* Try it *
Please restate each entry exactly, without skipping any.

* Data for this task *
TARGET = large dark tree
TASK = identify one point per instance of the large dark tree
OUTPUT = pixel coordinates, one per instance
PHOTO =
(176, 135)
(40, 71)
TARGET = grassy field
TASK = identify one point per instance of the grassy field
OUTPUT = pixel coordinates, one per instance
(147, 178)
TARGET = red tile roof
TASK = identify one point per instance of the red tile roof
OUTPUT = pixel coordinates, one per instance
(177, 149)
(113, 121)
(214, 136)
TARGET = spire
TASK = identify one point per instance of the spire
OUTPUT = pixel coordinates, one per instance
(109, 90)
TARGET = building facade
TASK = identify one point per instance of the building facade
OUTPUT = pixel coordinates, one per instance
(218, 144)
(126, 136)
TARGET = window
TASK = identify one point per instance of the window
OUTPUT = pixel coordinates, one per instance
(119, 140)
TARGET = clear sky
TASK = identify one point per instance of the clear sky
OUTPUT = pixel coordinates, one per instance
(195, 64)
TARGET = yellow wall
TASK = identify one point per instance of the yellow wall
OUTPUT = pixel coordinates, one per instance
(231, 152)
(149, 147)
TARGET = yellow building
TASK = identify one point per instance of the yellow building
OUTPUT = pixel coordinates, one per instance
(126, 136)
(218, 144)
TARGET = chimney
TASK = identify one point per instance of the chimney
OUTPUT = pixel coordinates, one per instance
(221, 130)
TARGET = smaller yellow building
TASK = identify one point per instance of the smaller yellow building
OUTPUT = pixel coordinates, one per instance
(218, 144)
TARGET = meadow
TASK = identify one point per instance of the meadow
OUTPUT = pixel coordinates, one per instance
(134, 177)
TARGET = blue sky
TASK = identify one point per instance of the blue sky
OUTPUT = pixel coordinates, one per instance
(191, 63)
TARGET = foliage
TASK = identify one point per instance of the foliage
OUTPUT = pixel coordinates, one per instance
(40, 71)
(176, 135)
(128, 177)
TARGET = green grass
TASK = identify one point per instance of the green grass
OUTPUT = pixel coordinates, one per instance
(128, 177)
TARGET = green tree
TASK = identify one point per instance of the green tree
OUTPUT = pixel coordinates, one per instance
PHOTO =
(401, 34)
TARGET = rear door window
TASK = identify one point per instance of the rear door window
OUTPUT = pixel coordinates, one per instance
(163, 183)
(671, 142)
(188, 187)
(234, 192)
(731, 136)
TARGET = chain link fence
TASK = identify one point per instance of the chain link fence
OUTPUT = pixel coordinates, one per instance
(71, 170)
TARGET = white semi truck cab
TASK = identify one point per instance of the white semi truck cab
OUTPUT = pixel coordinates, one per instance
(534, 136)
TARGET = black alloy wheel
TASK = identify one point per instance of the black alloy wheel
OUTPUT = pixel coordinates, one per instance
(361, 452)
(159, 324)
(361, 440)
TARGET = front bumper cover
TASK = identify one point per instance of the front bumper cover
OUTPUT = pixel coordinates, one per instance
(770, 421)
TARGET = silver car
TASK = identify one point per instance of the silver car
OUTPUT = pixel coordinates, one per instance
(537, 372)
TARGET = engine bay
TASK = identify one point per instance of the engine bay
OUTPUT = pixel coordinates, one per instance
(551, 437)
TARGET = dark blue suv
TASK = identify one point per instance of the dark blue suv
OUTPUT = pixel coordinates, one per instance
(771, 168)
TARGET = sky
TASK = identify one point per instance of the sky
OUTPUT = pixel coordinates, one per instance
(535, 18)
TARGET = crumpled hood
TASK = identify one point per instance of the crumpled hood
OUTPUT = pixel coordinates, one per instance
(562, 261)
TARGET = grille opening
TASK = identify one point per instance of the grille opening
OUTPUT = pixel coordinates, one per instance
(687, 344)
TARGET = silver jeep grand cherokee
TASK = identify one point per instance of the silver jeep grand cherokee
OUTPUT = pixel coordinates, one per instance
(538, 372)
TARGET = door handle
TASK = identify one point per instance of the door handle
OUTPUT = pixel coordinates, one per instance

* Result *
TARGET = large dark tree
TASK = identify one point per instance of the large dark tree
OUTPUT = pixel coordinates, one per instance
PHOTO =
(176, 135)
(40, 71)
TARGET = grassy field
TASK = identify one point per instance of the grassy field
OUTPUT = pixel coordinates, one per instance
(147, 178)
TARGET = red tile roof
TASK = identify one point per instance of the red tile roof
OUTPUT = pixel coordinates, one per instance
(177, 149)
(113, 121)
(214, 136)
TARGET = spire
TASK = identify one point per instance of the spire
OUTPUT = pixel coordinates, one per instance
(109, 90)
TARGET = building facade
TASK = identify one point per instance of the building facade
OUTPUT = pixel coordinates, one per instance
(218, 144)
(126, 136)
TARGET = window
TASK = identify one point per instance of the window
OUTPUT = pixel coordinates, one per instance
(119, 140)
TARGET = clear sky
TASK = identify one point per instance of the clear sky
OUTPUT = pixel coordinates, one per instance
(195, 64)
TARGET = yellow wall
TASK = identify one point per instance of the yellow wall
OUTPUT = pixel coordinates, one per instance
(231, 152)
(149, 147)
TARGET = yellow building
TASK = identify one point per instance of the yellow building
OUTPUT = pixel coordinates, one per instance
(126, 136)
(218, 144)
TARGET = chimney
TASK = identify one point per instance of the chimney
OUTPUT = pixel coordinates, one per instance
(221, 130)
TARGET = smaller yellow building
TASK = identify one point per instance of the smaller yellow building
OUTPUT = pixel coordinates, one per instance
(218, 144)
TARGET = meadow
TASK = identify one point per instance of the meadow
OUTPUT = pixel coordinates, one per instance
(134, 177)
TARGET = blue sky
TASK = identify one point per instance of the blue sky
OUTPUT = pixel coordinates, one per instance
(191, 63)
TARGET = foliage
TASK = identify one point per instance of the foliage
OUTPUT = pixel coordinates, one per instance
(40, 71)
(176, 135)
(128, 177)
TARGET = green grass
TASK = identify one point per instance of the green grass
OUTPUT = pixel coordinates, one per instance
(128, 177)
TARGET = green tree
TASK = identify one point per instance of the green tree
OUTPUT = pixel coordinates, one per instance
PHOTO =
(401, 34)
TARGET = rear door window
TASK = identify one point per instance of the rear door window
OUTPUT = pixel coordinates, one per instance
(163, 183)
(671, 142)
(188, 187)
(234, 192)
(731, 136)
TARGET = chain link fence
TASK = identify one point per instance of the chain link fence
OUTPUT = pixel coordinates, one per instance
(71, 170)
TARGET = white semi truck cab
TASK = identify one point per instance of the white semi truck cab
OUTPUT = pixel coordinates, one per instance
(534, 136)
TARGET = black alloy wheel
TASK = identify one point per instance of the black alloy wheel
OUTPUT = pixel coordinates, one per instance
(361, 452)
(159, 324)
(361, 440)
TARGET = front bumper cover
TASK = identify one point per instance of the front bumper cover
OUTPUT = pixel coordinates, one per instance
(770, 421)
TARGET = silver car
TASK = identify one point per instance of the silver car
OUTPUT = pixel coordinates, one per instance
(537, 372)
TARGET = engine bay
TASK = identify one point per instance of the engine bay
OUTPUT = pixel coordinates, one per instance
(551, 437)
TARGET = dark blue suv
TASK = identify one point per instance of the dark blue suv
OUTPUT = pixel coordinates, one per instance
(771, 168)
TARGET = sky
TASK = identify one point per instance of the sky
OUTPUT = pixel coordinates, one per instance
(535, 18)
TARGET = crumpled hood
TASK = identify one point per instance of the crumpled hood
OUTPUT = pixel coordinates, one per instance
(562, 261)
TARGET = grille opening
TASK = identify one point per instance of the grille opening
OUTPUT = pixel coordinates, one per instance
(687, 344)
TARGET = silver jeep grand cherokee
TASK = identify one point per instance of the silver jeep grand cherokee
OUTPUT = pixel coordinates, one per instance
(538, 372)
TARGET = door handle
TASK = identify one point per instance of the door handle
OUTPUT = pixel coordinates, one per instance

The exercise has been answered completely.